[PROBLEM TO WORK ON]: Rewrite the data from its start through the line containing "[0,203,319,297]", changing "dark gray" to "light gray" and leaving everything else the same.

Bounding-box data:
((

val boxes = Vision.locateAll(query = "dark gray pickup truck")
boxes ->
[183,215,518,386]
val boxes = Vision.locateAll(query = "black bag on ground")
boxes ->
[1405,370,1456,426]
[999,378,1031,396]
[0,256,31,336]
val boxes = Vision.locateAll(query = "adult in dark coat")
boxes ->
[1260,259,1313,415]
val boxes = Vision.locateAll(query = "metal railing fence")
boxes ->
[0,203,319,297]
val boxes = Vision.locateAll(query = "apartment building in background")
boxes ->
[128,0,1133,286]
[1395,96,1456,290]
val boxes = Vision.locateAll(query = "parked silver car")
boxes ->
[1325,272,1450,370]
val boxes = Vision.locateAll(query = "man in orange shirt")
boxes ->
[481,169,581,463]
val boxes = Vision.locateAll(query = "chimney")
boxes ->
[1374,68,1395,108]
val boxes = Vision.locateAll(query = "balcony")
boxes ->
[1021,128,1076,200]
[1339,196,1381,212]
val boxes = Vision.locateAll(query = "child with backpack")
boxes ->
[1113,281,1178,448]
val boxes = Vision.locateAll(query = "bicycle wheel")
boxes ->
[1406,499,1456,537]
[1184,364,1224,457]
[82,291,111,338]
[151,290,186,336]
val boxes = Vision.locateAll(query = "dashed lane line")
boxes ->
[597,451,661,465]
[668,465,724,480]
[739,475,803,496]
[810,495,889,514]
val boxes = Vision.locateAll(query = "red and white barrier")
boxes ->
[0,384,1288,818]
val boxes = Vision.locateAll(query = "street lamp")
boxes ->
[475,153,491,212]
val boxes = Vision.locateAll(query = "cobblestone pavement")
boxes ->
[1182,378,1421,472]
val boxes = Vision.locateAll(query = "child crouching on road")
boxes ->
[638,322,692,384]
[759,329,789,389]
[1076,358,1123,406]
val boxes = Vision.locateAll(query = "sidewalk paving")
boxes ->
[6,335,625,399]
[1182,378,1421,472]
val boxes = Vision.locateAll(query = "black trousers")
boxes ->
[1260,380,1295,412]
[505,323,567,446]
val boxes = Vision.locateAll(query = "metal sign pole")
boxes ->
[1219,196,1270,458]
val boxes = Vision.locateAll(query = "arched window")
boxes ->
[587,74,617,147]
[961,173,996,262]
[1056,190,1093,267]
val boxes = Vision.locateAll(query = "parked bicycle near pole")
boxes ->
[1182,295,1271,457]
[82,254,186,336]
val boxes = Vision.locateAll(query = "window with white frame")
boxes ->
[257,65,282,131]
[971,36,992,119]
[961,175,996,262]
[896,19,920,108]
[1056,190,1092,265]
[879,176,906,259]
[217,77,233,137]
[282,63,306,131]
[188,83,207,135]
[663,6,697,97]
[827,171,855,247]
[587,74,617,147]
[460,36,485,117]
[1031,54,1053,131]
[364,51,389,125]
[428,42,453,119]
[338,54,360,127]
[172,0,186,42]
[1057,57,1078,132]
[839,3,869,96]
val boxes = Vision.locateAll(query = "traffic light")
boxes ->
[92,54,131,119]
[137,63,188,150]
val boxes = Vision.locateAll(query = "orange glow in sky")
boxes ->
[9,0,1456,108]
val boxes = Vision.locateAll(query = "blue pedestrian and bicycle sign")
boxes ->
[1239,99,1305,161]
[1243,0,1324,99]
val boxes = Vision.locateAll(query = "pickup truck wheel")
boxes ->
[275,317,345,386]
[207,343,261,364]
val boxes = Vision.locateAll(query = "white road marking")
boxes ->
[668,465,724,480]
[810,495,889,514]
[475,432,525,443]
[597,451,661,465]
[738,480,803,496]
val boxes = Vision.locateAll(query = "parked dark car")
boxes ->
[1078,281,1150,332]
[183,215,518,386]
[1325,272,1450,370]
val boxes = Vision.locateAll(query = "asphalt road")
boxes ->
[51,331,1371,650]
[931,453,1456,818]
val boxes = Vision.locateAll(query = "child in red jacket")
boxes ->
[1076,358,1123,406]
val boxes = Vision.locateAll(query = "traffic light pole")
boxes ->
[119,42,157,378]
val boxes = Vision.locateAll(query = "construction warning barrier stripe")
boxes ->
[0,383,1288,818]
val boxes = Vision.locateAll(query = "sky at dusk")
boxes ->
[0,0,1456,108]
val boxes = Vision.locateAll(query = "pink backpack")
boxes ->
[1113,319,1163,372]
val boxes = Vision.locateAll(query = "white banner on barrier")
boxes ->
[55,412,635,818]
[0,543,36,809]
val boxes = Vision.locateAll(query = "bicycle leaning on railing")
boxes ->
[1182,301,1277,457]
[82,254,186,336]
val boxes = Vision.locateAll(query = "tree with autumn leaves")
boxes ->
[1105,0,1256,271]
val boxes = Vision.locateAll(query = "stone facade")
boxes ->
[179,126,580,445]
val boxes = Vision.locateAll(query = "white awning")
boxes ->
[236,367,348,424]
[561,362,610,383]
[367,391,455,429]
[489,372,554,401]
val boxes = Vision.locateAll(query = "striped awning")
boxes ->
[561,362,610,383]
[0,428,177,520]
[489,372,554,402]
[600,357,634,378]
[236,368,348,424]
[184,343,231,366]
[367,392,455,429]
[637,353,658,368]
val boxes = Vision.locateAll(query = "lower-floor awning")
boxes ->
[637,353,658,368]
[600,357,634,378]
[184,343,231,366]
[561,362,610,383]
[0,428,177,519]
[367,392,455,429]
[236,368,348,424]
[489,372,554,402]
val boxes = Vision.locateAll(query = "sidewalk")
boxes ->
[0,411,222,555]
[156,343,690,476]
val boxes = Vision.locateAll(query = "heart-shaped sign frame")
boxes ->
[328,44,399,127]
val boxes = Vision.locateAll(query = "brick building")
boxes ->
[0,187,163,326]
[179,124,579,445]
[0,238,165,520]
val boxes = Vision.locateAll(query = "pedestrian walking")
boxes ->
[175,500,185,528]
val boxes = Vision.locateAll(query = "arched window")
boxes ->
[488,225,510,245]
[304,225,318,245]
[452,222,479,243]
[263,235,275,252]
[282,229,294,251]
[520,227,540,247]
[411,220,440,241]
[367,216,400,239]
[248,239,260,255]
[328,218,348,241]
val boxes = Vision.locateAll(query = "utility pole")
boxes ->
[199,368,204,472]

))

[WORKED ANSWER]:
val boxes = Vision.locateAll(query = "light gray pickup truck")
boxes ->
[183,215,518,386]
val boxes = Vision.locateAll(query = "black bag on ground")
boxes ->
[1405,370,1456,426]
[999,378,1031,396]
[0,256,31,336]
val boxes = Vision.locateAll(query = "adult in dark coat")
boxes ->
[1260,259,1313,415]
val boxes = Vision.locateAll(query = "metal railing fence")
boxes ->
[0,203,319,297]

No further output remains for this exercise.